▸ **Exercise task**:
What follows is a block of records; reproduce all of it verbatim.

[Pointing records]

-- Start --

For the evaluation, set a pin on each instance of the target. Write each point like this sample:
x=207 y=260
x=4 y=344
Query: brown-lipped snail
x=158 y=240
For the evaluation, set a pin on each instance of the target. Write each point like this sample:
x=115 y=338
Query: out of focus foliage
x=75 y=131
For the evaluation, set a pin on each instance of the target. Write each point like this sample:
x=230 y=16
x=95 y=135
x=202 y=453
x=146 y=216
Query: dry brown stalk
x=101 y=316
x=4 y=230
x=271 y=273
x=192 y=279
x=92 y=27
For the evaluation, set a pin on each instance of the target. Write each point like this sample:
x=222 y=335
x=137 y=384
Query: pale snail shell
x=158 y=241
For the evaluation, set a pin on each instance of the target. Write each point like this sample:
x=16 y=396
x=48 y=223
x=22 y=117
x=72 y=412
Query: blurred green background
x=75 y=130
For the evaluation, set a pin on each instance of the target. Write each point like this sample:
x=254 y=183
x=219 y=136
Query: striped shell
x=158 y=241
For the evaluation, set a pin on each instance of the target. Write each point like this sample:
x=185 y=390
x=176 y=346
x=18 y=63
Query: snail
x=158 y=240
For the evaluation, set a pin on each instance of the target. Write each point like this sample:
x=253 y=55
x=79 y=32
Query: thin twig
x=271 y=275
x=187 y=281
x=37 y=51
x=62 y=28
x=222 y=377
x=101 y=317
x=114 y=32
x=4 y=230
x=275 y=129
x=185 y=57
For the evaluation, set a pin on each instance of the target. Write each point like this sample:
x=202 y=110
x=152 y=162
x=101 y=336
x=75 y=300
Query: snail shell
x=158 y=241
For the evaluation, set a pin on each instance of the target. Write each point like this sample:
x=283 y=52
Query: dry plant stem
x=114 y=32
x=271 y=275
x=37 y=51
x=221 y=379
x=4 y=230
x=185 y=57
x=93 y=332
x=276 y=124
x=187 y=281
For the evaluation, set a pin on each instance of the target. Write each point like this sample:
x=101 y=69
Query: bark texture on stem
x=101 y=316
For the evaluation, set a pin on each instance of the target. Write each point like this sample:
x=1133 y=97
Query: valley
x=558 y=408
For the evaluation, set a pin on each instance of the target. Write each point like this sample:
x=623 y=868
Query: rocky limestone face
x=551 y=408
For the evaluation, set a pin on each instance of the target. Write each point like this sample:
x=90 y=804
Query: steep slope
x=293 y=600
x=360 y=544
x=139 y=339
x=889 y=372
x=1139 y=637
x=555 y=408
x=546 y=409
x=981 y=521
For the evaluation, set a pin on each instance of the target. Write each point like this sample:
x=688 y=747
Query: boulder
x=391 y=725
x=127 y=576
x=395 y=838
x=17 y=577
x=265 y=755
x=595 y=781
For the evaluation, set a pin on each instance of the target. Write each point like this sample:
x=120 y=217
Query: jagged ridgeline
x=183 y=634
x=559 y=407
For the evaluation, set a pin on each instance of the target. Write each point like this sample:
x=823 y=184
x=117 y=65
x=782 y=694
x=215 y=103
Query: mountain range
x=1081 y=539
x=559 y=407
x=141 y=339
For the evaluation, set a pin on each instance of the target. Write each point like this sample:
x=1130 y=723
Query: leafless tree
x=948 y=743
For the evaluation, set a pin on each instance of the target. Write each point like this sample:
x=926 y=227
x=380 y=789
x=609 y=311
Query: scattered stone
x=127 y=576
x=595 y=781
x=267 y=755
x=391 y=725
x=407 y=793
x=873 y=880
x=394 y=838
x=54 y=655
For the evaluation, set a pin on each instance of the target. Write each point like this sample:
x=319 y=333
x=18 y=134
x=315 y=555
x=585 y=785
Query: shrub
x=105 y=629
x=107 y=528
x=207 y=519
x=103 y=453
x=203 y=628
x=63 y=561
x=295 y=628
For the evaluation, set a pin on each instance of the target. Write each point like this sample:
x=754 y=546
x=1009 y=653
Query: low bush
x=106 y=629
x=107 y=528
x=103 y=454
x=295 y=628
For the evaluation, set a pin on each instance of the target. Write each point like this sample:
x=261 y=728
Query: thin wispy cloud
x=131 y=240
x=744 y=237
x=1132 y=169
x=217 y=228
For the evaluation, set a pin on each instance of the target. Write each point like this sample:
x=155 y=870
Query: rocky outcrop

-- End --

▸ **Solved problem**:
For the evaluation, set a pin on each instance of the target. Write each point like this sample:
x=207 y=260
x=4 y=344
Query: brown-lipped snail
x=158 y=240
For the evaluation, set a pin on each instance of the target. Write each point like this sample:
x=115 y=338
Query: out of focus foliage
x=75 y=131
For the evaluation, set a pin on each instance of the target. Write each point like this sample:
x=230 y=16
x=95 y=135
x=202 y=453
x=146 y=216
Query: dry brown stalk
x=101 y=316
x=4 y=230
x=271 y=273
x=192 y=279
x=92 y=27
For the evaluation, set a pin on each instance of the target. Write each point like this sample:
x=222 y=335
x=137 y=384
Query: pale snail shell
x=158 y=241
For the evaluation, set a pin on each instance of the target. Write each point like this sample:
x=16 y=396
x=48 y=223
x=22 y=117
x=72 y=412
Query: blurred green background
x=75 y=130
For the evaluation, set a pin on each instance of the target. Write each point like this sample:
x=254 y=183
x=219 y=136
Query: striped shell
x=158 y=241
For the evaluation, set a pin on each instance of the target. Write each point like this sample:
x=185 y=390
x=176 y=346
x=18 y=63
Query: snail
x=158 y=240
For the evaluation, set a pin on each instance of the target. Write each point like this sample:
x=253 y=55
x=79 y=32
Query: thin twig
x=271 y=275
x=187 y=281
x=37 y=51
x=62 y=28
x=222 y=377
x=101 y=317
x=114 y=32
x=4 y=230
x=275 y=129
x=185 y=57
For the evaluation, set a pin on each instance of the target. Write each point like this sample:
x=202 y=110
x=152 y=162
x=101 y=336
x=75 y=300
Query: snail shell
x=158 y=241
For the evaluation, set a pin on each instance of the target. Write each point like this sample:
x=283 y=52
Query: dry plant stem
x=114 y=32
x=271 y=275
x=37 y=51
x=221 y=379
x=4 y=230
x=185 y=57
x=93 y=332
x=276 y=124
x=187 y=281
For the evaluation, set a pin on each instance of the target. Write each point like this sample:
x=101 y=69
Query: bark texture on stem
x=101 y=316
For the evaluation, set a pin on each instance of the target. Write each point like this sample:
x=1133 y=97
Query: valley
x=558 y=408
For the evaluation, set a pin on each instance of the target. Write each point like this sample:
x=623 y=868
Query: rocky limestone face
x=551 y=408
For the evaluation, set a pin on each instance of the target. Write each point like this sample:
x=90 y=804
Query: steep slope
x=293 y=600
x=360 y=544
x=139 y=339
x=889 y=372
x=1139 y=637
x=555 y=408
x=546 y=409
x=981 y=521
For the evaluation, set a pin on each instance of the target. Write each point like this sample:
x=688 y=747
Query: boulder
x=391 y=725
x=127 y=576
x=395 y=838
x=17 y=577
x=265 y=755
x=595 y=781
For the evaluation, set a pin on each instance of the target. Write each point like this sample:
x=120 y=217
Query: jagged ridgeline
x=183 y=634
x=559 y=407
For the evaluation, set a pin on each instance of the target. Write each point like this sample:
x=823 y=184
x=117 y=65
x=782 y=694
x=215 y=103
Query: mountain range
x=1081 y=539
x=559 y=407
x=141 y=339
For the evaluation, set a pin on each instance of the target. Write each point like this sample:
x=1130 y=723
Query: leafless tree
x=948 y=743
For the evaluation, set a pin on each instance of the target. Write each point like this sample:
x=926 y=227
x=380 y=789
x=609 y=311
Query: scattered stone
x=127 y=576
x=595 y=781
x=267 y=755
x=391 y=725
x=407 y=793
x=873 y=880
x=394 y=838
x=54 y=655
For the evaluation, set a pin on each instance of the target. Write each point like this sample:
x=319 y=333
x=18 y=134
x=315 y=555
x=585 y=785
Query: shrub
x=105 y=629
x=107 y=528
x=207 y=519
x=103 y=453
x=203 y=628
x=63 y=561
x=295 y=628
For the evaluation, set a pin on each instance of the target. Write each point like this sample:
x=754 y=546
x=1009 y=653
Query: low bush
x=106 y=629
x=107 y=528
x=103 y=454
x=295 y=628
For the evaluation, set a pin on each instance of the target. Write each point like this sample:
x=261 y=728
Query: thin wispy cloud
x=131 y=240
x=744 y=237
x=1132 y=169
x=217 y=228
For the evaluation, set a pin on each instance of the target. Write each point like this sample:
x=155 y=870
Query: rocky outcrop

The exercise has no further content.